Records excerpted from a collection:
==*==
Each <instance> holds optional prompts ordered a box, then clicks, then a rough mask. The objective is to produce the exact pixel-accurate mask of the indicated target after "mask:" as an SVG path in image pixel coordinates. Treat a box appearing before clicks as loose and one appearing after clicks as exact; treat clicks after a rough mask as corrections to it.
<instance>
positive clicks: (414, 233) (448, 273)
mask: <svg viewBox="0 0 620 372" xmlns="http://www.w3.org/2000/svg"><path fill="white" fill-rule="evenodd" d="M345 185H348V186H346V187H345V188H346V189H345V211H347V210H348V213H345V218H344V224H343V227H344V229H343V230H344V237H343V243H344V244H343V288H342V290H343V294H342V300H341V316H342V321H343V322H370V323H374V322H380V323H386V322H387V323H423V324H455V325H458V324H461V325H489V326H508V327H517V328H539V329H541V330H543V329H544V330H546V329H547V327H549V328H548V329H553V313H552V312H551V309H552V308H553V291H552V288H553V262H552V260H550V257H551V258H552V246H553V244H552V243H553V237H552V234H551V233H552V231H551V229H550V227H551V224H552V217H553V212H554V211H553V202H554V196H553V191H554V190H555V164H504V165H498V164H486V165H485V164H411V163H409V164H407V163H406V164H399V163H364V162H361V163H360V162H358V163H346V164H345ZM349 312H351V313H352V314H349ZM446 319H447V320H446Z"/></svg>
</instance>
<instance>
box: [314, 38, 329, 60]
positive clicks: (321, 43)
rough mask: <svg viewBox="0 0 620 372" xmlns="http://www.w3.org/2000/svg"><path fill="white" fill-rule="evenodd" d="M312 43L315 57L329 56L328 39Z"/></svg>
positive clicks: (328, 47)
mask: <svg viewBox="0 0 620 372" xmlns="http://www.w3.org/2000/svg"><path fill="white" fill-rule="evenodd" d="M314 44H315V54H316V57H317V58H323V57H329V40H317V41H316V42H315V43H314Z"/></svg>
==*==
Above are the records; from them, give again exactly the lines from the one containing "box: [314, 38, 329, 60]" through the one containing "rough mask: <svg", both included.

box: [314, 38, 329, 60]
positive clicks: (321, 43)
rough mask: <svg viewBox="0 0 620 372" xmlns="http://www.w3.org/2000/svg"><path fill="white" fill-rule="evenodd" d="M312 43L315 57L329 56L328 39Z"/></svg>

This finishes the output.